STUDY TEXT ::
·····
Bleeding Ink in a Digital Vacuum

Estimated Reading Time: 3 – 4 minutes

It actually costs for us to lose fountain pens.

Think of the everyday-carry of a college student. A laptop, a cell phone, and an iPad might be a cherry-on-top. Few people carry pens anymore. As classrooms and workspaces go paperless, we use pens only in some exams, which are also slowly being replaced by digital devices. Fountain pens seem to be irrelevant in terms of efficiency, the lubrication in the intricate gears of modern society, but where haven’t they disappeared yet?

Most of the time, when completing a formal document, from monthly bills to agreements between nations, we still expect it to be physically signed by both parties, and that’s when fountain pens prove their worth. Bigger names often use fancier pens, and those produce bolder handwriting. It’s like a silent way of declaring, here, this person who signs, matters!

Penmanship encourages personal expression. There exists a saying in Chinese calligraphy that’s almost identical to what French Mathematician Buffon said, “The style is the man himself”. Since I started practicing this art at age 6, countless examples have proven this truth. One of the most famous calligraphers in history, Wang Xizhi, boasted a suave and graceful handwriting that was timeless while being a cultured and maverick man himself.  John Hancock, the first person to sign the Declaration of Independence in 1776, wrote flamboyantly and makes a good example. Legend has it that he signed it so large “so King George III could read it without his spectacles.”, corresponding to his persona as a wealthy and stylish figure. Through one’s penmanship, you can really glimpse who the person is behind plain text. The variation of force applied, grip, and preferred tip size offered by a fountain pen is the best option in modern days to manifest the nuances created by the very human writing of words down stroke by stroke.

The reason why brushes, used widely in calligraphy, failed to win the competition over pens as the mainstream writing tool was likely the need to condense a considerable amount of information in limited space. The pen’s compact script makes it more favorable. Now, in the era defined by immense information explosion, the fountain pen itself is being superseded by digital typing, which wins on both the speed of production and the storage size. Moving our attention from our analog tools to ourselves, humans are losing to machines in the same aspects – speed and spatial efficiency.
·····
DATA SHOWN ::
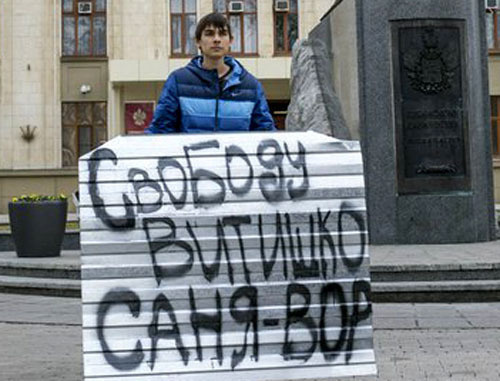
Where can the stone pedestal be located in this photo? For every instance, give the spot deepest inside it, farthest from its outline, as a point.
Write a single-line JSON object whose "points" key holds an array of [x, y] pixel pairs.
{"points": [[411, 77]]}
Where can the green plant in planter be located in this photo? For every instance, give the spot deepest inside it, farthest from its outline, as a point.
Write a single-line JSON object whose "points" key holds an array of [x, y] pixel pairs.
{"points": [[38, 197], [38, 223]]}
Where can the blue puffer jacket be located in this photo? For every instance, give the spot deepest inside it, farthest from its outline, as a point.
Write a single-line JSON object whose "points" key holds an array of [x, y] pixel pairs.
{"points": [[192, 101]]}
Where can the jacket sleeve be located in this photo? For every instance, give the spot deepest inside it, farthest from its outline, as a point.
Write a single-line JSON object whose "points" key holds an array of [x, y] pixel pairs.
{"points": [[166, 118], [261, 116]]}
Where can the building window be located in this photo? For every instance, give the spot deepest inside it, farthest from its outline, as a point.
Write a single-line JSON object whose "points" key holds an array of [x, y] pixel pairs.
{"points": [[493, 28], [83, 129], [286, 26], [242, 16], [183, 27], [495, 125], [84, 28]]}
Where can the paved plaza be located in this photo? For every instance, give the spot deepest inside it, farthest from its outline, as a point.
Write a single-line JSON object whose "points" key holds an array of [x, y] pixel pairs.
{"points": [[41, 340]]}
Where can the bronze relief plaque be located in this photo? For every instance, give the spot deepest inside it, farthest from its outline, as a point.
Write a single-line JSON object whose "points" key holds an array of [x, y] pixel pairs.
{"points": [[430, 96]]}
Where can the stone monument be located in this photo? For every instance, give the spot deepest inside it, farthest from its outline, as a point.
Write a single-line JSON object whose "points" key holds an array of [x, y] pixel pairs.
{"points": [[411, 78]]}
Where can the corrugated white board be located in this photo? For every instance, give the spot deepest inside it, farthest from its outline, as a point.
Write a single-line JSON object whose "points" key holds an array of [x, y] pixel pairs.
{"points": [[225, 256]]}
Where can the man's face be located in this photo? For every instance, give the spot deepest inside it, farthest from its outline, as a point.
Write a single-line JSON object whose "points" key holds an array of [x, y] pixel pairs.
{"points": [[214, 42]]}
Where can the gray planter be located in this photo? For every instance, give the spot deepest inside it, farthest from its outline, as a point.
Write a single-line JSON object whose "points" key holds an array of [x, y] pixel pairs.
{"points": [[38, 227]]}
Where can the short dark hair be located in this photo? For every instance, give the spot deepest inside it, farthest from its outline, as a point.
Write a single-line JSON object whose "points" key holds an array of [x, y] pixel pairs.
{"points": [[217, 20]]}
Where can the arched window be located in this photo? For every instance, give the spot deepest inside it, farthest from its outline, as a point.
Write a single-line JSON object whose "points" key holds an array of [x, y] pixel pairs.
{"points": [[286, 25], [242, 16], [84, 28], [183, 27]]}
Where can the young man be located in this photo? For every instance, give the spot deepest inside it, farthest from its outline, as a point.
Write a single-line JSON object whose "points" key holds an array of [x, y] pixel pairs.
{"points": [[213, 93]]}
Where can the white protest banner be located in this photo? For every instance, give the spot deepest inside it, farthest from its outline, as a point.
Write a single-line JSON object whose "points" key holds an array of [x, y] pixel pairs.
{"points": [[236, 256]]}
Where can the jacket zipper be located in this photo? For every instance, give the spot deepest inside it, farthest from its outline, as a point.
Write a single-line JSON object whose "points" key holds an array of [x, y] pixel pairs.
{"points": [[217, 108]]}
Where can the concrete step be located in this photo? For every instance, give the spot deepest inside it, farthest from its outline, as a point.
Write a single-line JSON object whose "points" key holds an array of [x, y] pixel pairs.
{"points": [[40, 286], [461, 291], [435, 272], [34, 270]]}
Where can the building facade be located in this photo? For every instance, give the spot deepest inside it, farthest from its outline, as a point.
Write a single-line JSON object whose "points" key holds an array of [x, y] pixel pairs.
{"points": [[75, 73]]}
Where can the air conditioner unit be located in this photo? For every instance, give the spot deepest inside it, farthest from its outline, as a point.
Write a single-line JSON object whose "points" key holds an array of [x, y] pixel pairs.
{"points": [[492, 4], [85, 8], [281, 6], [236, 7]]}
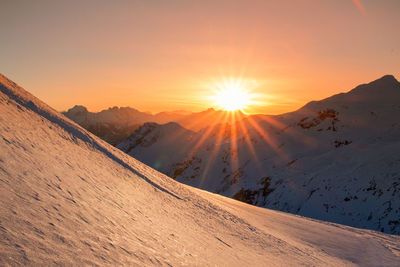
·····
EXERCISE GOAL :: Retype everything in the fountain pen essay from "Estimated Reading Time: 3" down to "they disappeared yet?", exactly as it appears there.

ANSWER SECTION ::
Estimated Reading Time: 3 – 4 minutes

It actually costs for us to lose fountain pens.

Think of the everyday-carry of a college student. A laptop, a cell phone, and an iPad might be a cherry-on-top. Few people carry pens anymore. As classrooms and workspaces go paperless, we use pens only in some exams, which are also slowly being replaced by digital devices. Fountain pens seem to be irrelevant in terms of efficiency, the lubrication in the intricate gears of modern society, but where haven’t they disappeared yet?